• Problem to work on: Can you write out the items below again, changing every "raised arm" to "lifted arm" and keeping everything else the same? Leave the pictures out.

• Provided data:
-- START --

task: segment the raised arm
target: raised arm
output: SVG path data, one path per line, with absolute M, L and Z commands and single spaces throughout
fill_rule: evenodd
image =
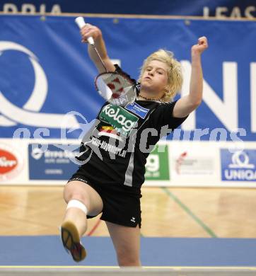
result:
M 107 49 L 104 42 L 101 30 L 96 26 L 86 23 L 86 25 L 81 30 L 80 33 L 82 36 L 83 42 L 87 42 L 87 38 L 90 36 L 93 38 L 95 45 L 105 65 L 107 71 L 114 71 L 115 68 L 110 59 L 107 56 Z M 99 57 L 90 44 L 88 44 L 88 52 L 91 59 L 93 62 L 99 73 L 104 72 L 105 69 L 103 67 Z
M 203 91 L 203 72 L 201 64 L 201 54 L 208 47 L 205 36 L 198 39 L 198 44 L 191 48 L 191 76 L 190 93 L 182 97 L 176 103 L 173 109 L 173 116 L 183 117 L 194 110 L 201 103 Z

-- END --

• Response to the task:
task: segment the lifted arm
target: lifted arm
output: SVG path data, one path per line, with absolute M, L and Z commands and single spaces throughout
fill_rule: evenodd
image =
result:
M 107 49 L 104 42 L 101 30 L 96 26 L 86 23 L 86 25 L 81 30 L 80 33 L 82 36 L 83 42 L 87 42 L 87 38 L 90 36 L 93 38 L 95 45 L 105 65 L 107 71 L 114 71 L 115 68 L 110 59 L 107 56 Z M 99 57 L 90 44 L 88 44 L 88 52 L 91 59 L 93 62 L 99 73 L 104 72 L 105 69 L 103 67 Z
M 203 91 L 203 72 L 201 64 L 201 54 L 208 47 L 205 36 L 198 39 L 198 44 L 191 48 L 191 76 L 190 93 L 182 97 L 176 103 L 173 109 L 173 116 L 183 117 L 194 110 L 201 103 Z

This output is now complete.